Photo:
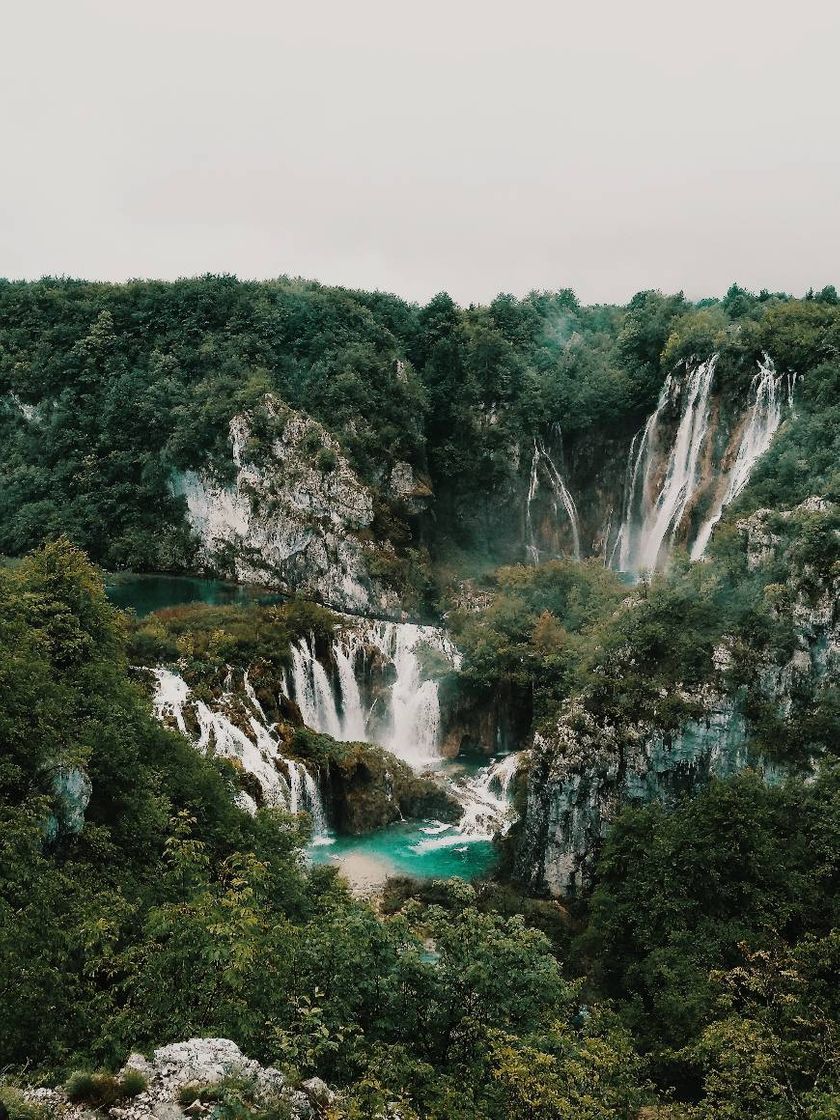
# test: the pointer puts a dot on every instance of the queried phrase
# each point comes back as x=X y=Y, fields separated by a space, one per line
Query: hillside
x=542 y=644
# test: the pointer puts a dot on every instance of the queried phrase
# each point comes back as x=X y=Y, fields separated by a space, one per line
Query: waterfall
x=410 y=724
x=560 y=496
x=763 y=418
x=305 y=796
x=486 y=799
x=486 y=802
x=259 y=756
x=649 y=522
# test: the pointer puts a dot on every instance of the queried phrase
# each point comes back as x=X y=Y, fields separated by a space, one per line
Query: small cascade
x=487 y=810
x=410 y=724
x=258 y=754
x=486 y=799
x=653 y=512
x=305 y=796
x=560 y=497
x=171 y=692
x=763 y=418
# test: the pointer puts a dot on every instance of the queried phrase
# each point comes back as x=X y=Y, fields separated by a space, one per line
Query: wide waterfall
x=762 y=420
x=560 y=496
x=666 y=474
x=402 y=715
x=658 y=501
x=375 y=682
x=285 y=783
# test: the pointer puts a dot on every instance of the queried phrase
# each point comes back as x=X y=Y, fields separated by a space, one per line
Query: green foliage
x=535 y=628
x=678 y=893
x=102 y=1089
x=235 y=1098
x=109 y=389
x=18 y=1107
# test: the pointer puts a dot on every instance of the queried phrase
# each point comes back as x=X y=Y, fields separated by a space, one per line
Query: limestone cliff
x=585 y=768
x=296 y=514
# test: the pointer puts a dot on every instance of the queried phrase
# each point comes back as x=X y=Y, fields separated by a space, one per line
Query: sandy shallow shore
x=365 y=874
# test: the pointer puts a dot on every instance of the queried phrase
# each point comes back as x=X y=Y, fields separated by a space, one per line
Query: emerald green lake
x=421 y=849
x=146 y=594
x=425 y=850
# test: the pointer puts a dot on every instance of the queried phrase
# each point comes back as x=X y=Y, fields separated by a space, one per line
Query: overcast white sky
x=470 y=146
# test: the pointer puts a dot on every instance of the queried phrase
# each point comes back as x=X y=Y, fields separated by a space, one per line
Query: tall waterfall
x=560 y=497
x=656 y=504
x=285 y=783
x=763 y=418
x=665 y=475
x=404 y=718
○ ○ ○ ○ ○ ○ ○
— Your task —
Express the listing above as a Markdown table with the columns Row and Listing line, giving each non-blank line its own numbered row. Leave the pictures out of the table.

— Output of the exercise —
| Row | Listing line |
|---|---|
| 1 | Photo: |
| 2 | # test: the pointer puts a dot on every instance of the queried phrase |
| 3 | # each point comes back as x=X y=Y, fields separated by a space, one per line |
| 4 | Query: hillside |
| 5 | x=542 y=644 |
| 6 | # test: the pointer puts a dot on every instance of the queried phrase |
| 7 | # each point comes back as x=X y=Y, fields separated by a space, one per line |
| 8 | Query: waterfall |
| 9 | x=410 y=724 |
| 10 | x=560 y=496 |
| 11 | x=763 y=418 |
| 12 | x=305 y=796 |
| 13 | x=486 y=799 |
| 14 | x=486 y=802 |
| 15 | x=259 y=756 |
| 16 | x=649 y=522 |
| 17 | # test: the pointer puts a dot on every instance of the queried phrase |
| 18 | # each point comes back as x=X y=Y, fields separated by a space, one per line |
| 19 | Query: small cascade |
| 20 | x=487 y=810 |
| 21 | x=410 y=724 |
| 22 | x=258 y=754 |
| 23 | x=486 y=799 |
| 24 | x=653 y=512 |
| 25 | x=305 y=796 |
| 26 | x=560 y=497 |
| 27 | x=171 y=692 |
| 28 | x=763 y=418 |
| 29 | # test: the pointer puts a dot on every instance of the queried phrase |
| 30 | # each point comes back as x=X y=Y, fields separated by a space, one per line |
| 31 | Query: wide waterfall |
| 32 | x=762 y=420 |
| 33 | x=560 y=496 |
| 34 | x=666 y=474 |
| 35 | x=402 y=715 |
| 36 | x=658 y=501 |
| 37 | x=375 y=682 |
| 38 | x=285 y=783 |
| 39 | # test: the pointer puts a dot on every instance of the queried phrase |
| 40 | # each point comes back as x=X y=Y, fields separated by a space, one per line |
| 41 | Query: green foliage |
| 42 | x=535 y=628 |
| 43 | x=678 y=893 |
| 44 | x=102 y=1089 |
| 45 | x=235 y=1098 |
| 46 | x=109 y=389 |
| 47 | x=18 y=1107 |
| 48 | # test: the pointer puts a dot on every instance of the queried phrase |
| 49 | # each point comes back as x=X y=Y, fields separated by a space, one per line |
| 50 | Query: limestone cliff |
| 51 | x=585 y=768 |
| 52 | x=296 y=514 |
| 53 | # test: the pointer puts a dot on every instance of the queried phrase |
| 54 | # each point comes back as x=X y=Y, fields separated by a space, one per line |
| 55 | Query: sandy shallow shore |
| 56 | x=365 y=874 |
| 57 | # test: the pointer puts a dot on every instance of the queried phrase |
| 58 | # each point comes back as x=X y=Y, fields separated by a space, one per line |
| 59 | Query: emerald green lake |
| 60 | x=421 y=849 |
| 61 | x=146 y=594 |
| 62 | x=425 y=850 |
| 63 | # test: the pointer puts a dot on every instance of the queried phrase |
| 64 | # each point comes back as x=X y=Y, fields separated by a space, one per line |
| 65 | Query: overcast white sky |
| 66 | x=470 y=146 |
| 67 | # test: the pointer puts a dot on every instance of the queried phrase |
| 68 | # each point comes back as x=X y=Y, fields separated by a space, one per line |
| 69 | Query: tall waterfall |
| 70 | x=560 y=497 |
| 71 | x=656 y=504 |
| 72 | x=285 y=783 |
| 73 | x=763 y=418 |
| 74 | x=665 y=475 |
| 75 | x=404 y=718 |